| Passage shown |
•••

Judgment accordingly.

This cause is reversed and remanded.

It is, therefore, ordered that appellant recover of appellee his costs herein taxed.

It is ordered that a special mandate be sent to said court to carry this judgment into execution.

A certified copy of this entry shall constitute the mandate pursuant to Rule 27 of the Rules of Appellate Procedure.

Blackmon, A.J., and Calabrese, Jr., J., Concur.

1 This appeal is a consolidation of Cuyahoga County Court of Appeals Case Nos. 84248 and 84398.

2 We also reject the state's characterization of an appeal for DNA testing as a post-conviction petition. A DNA application is too specific a statutory creation and too unique to be pushed into such a tight box.

3 The state discounts this explanation because the son gave it to his mother after his arrest. There is no evidence, however, that anyone asked the origin of the clothes any earlier.

4 In his application for DNA testing, defendant had also requested that the blanket be tested. The Court Reporter, however, has been unable to find this exhibit (Exhibit 3).

•••

| Tasks to perform |
• A. Shorten the paragraph in the court opinion excerpt that begins "We also reject the state's characterization" into a single brief sentence, keeping its main facts.
• B. In the court opinion excerpt, which two case numbers does this appeal consolidate?
• C. Extend the court opinion excerpt past its final footnote, which concerns the missing blanket exhibit.
The records that come next are from an unrelated source.

| Extracted entries |
•••

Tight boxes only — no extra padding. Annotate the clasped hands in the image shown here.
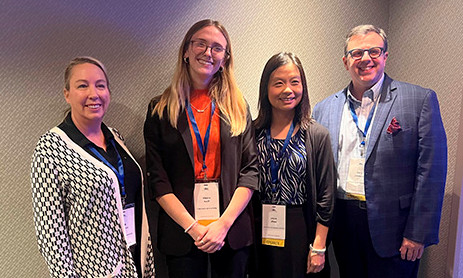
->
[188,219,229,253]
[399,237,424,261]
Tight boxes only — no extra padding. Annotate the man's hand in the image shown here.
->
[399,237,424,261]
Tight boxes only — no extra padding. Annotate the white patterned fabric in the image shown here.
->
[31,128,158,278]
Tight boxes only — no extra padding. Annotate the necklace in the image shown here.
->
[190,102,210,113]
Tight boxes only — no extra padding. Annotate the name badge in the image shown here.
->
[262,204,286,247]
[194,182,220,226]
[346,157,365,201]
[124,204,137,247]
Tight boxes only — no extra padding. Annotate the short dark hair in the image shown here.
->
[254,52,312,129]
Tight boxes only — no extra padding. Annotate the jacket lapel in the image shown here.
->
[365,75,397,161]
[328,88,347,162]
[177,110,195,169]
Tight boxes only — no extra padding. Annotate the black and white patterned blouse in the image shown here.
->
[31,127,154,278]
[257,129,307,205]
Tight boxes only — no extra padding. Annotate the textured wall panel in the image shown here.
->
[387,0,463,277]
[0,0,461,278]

•••

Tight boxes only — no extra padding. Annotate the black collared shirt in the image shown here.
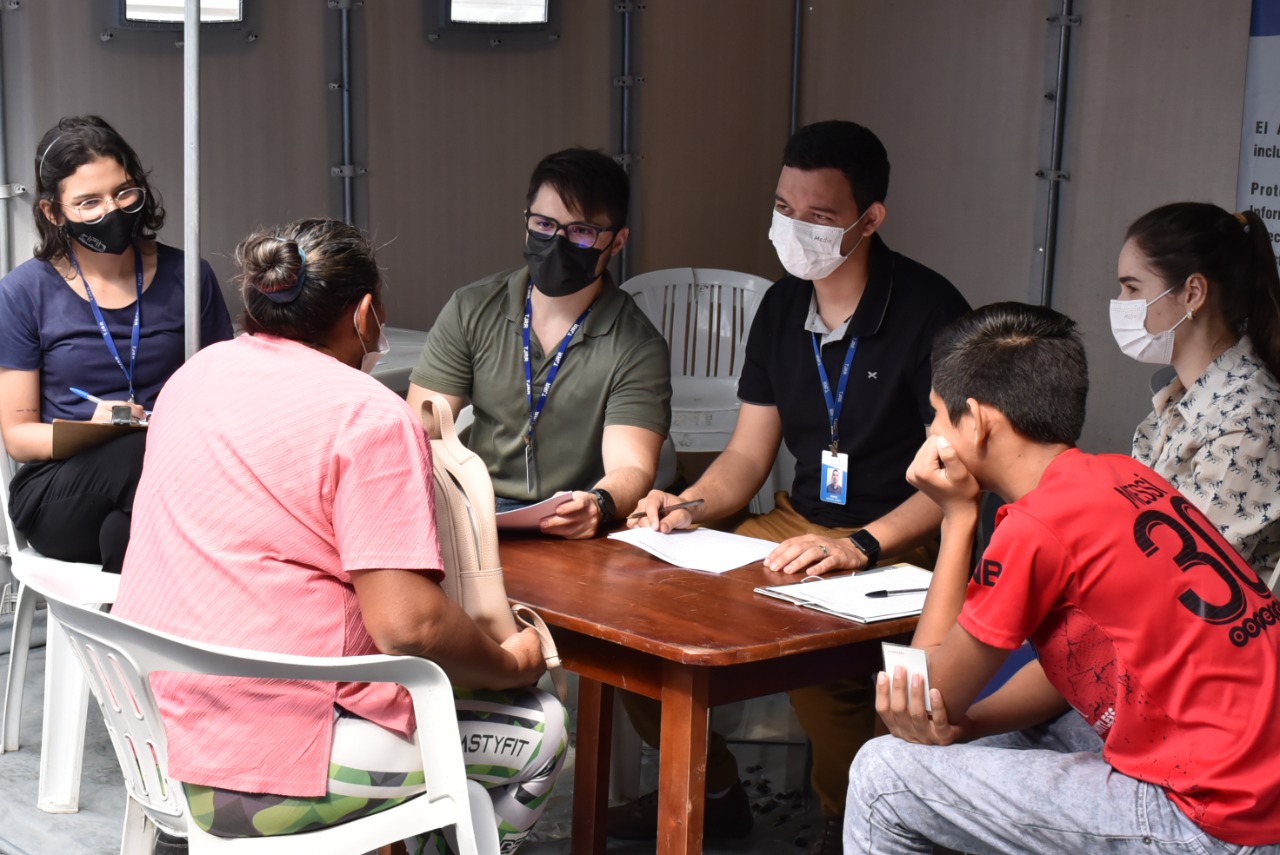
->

•••

| Per-task answers |
• A. The court rejects the state's view that an appeal for DNA testing is a post-conviction petition, because a DNA application is a specific and unique statutory creation.

• B. Cuyahoga County Court of Appeals Case Nos. 84248 and 84398.

• C.
5 Wilson has since recanted his testimony. Moreover, he is on death row in the State of Kentucky for rape/robbery/murder of a woman he abducted at gunpoint and forced back into her car, where he raped and strangled her. As in the case at bar, Wilson accused someone else of the crime. Wilson v. Commonwealth, Ky. (1992), 836 S.W.3d 872, cert. denied, (1993), 507 U.S. 1034, overruled in part on other grounds by St. Clair v. Roark (Ky, 1999),10 S.W.3d 482.

6 The coroner also testified that the victim died by strangulation — a fact not in dispute.

7 Wilson lived with his mother at 7727 Garden Valley. The victim's father stated the car was found in a parking lot at the Garden Valley Estates.

8 Receipts were entered into evidence to support father's assertion that he and his son went out to purchase a car part. The Court Reporter, however, was not able to produce these exhibits (Exhibits C and D). Tr. 340.